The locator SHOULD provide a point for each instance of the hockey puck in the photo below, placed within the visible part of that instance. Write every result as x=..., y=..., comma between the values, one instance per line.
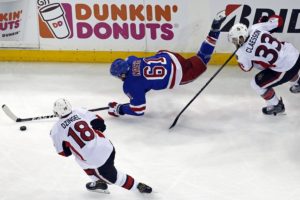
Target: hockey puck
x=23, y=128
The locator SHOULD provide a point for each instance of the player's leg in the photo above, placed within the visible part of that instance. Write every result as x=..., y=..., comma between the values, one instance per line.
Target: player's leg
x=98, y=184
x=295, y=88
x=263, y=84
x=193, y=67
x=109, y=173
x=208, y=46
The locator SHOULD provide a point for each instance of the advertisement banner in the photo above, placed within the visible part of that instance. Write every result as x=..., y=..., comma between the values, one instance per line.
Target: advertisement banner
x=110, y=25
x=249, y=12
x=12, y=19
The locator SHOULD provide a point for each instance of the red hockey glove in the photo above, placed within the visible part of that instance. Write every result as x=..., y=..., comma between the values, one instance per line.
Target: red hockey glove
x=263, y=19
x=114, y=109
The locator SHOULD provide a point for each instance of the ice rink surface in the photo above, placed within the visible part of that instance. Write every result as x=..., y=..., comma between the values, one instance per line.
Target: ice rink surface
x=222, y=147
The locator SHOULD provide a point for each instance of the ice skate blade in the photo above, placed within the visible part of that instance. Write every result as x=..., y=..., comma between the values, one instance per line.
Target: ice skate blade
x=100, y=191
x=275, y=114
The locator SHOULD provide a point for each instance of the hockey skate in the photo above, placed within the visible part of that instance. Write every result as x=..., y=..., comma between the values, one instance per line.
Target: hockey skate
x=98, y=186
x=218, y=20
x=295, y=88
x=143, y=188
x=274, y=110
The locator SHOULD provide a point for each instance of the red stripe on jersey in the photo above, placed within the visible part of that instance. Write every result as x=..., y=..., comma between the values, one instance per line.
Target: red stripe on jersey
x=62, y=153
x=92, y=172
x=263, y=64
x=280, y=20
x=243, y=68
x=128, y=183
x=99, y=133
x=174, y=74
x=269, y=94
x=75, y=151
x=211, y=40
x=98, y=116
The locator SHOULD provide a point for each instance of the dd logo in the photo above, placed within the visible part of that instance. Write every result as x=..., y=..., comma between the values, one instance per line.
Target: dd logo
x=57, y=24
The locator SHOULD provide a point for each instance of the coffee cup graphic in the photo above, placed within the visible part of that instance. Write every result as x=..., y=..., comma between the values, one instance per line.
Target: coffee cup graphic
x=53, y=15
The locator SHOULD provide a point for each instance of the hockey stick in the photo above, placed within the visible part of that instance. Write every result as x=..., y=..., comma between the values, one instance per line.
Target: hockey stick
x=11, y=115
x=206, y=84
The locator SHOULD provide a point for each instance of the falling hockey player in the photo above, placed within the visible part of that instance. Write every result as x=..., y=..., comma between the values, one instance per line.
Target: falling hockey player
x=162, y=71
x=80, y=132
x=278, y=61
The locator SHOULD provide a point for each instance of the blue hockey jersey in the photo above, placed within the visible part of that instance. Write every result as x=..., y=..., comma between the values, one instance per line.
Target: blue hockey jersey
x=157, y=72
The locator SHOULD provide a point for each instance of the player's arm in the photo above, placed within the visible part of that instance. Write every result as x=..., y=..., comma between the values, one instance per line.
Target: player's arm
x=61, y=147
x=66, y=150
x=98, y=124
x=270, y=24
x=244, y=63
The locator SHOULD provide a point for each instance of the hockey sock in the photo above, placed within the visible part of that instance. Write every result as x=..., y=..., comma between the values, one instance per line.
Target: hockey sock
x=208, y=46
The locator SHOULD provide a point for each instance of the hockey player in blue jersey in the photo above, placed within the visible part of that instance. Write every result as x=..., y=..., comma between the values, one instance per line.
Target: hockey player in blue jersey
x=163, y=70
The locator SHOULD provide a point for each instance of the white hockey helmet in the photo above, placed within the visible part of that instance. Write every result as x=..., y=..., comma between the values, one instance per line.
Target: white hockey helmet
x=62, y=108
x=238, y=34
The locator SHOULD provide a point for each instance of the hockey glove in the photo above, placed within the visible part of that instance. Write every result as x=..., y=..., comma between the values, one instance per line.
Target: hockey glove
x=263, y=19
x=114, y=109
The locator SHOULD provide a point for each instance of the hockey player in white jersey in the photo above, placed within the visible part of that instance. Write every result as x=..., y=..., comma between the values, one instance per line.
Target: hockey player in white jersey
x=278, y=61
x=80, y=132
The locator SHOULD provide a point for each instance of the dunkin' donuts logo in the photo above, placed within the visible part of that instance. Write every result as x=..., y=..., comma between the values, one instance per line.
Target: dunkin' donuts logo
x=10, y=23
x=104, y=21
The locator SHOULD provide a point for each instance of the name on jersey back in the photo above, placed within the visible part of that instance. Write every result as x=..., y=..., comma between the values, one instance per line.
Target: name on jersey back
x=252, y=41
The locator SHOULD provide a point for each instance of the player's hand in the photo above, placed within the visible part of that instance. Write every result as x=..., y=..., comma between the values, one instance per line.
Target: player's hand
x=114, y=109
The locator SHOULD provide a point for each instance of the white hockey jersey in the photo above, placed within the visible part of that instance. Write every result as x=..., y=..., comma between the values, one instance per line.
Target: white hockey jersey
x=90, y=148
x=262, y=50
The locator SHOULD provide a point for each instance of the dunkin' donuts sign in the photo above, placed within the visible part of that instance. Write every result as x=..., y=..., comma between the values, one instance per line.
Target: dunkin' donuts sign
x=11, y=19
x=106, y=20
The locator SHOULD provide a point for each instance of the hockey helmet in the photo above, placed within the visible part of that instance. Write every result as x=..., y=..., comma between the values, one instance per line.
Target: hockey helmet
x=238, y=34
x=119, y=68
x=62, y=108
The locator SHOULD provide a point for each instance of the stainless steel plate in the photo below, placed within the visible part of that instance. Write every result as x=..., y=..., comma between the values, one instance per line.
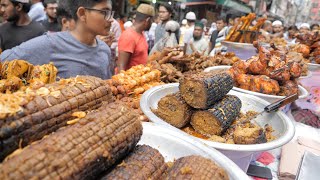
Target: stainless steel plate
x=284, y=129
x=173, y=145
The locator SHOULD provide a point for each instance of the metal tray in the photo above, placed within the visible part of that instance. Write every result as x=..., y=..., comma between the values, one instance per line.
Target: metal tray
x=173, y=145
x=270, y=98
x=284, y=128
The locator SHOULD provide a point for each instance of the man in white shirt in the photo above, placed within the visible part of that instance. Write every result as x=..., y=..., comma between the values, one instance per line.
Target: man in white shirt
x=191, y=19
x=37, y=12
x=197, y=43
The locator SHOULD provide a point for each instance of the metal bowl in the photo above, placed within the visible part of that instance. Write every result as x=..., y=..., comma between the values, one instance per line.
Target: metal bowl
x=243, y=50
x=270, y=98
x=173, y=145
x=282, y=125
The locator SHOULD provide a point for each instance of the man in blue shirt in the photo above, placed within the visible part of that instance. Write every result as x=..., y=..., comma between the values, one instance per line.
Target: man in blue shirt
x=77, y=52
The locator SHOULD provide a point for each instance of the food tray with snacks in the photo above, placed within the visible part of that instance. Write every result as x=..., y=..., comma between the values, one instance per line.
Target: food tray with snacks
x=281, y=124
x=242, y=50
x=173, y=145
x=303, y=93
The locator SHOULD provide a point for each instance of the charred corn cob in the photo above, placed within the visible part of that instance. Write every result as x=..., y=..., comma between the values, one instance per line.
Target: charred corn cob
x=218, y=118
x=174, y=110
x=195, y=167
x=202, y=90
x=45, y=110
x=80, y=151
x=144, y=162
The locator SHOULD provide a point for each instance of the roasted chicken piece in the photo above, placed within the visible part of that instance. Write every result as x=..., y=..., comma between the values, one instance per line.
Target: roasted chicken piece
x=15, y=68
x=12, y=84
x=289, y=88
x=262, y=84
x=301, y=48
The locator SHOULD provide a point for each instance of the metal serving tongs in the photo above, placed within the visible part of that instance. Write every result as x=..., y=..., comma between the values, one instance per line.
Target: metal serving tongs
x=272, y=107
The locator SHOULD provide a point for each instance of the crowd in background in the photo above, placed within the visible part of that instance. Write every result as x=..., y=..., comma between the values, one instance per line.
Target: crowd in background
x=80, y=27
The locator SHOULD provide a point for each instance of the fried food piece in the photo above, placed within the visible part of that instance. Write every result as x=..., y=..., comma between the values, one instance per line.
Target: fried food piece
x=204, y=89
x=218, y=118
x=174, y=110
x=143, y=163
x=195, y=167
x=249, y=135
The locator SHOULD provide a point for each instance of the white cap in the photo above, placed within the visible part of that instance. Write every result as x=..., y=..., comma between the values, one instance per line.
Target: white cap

════════════════

DIRECTIONS:
Across all the records, find the lines containing the word "below" and reproduce each one.

RESULT:
The locator SHOULD provide a point for each instance of the hockey puck in the photo below, placed within the visible part of that instance. Write every result as x=..., y=..., comma between the values, one instance per line.
The locator SHOULD provide a point for each instance of the stainless steel plate in the photo below, placed within the visible part of that instance. Write every result as x=..., y=..., comma between the values, one instance per line.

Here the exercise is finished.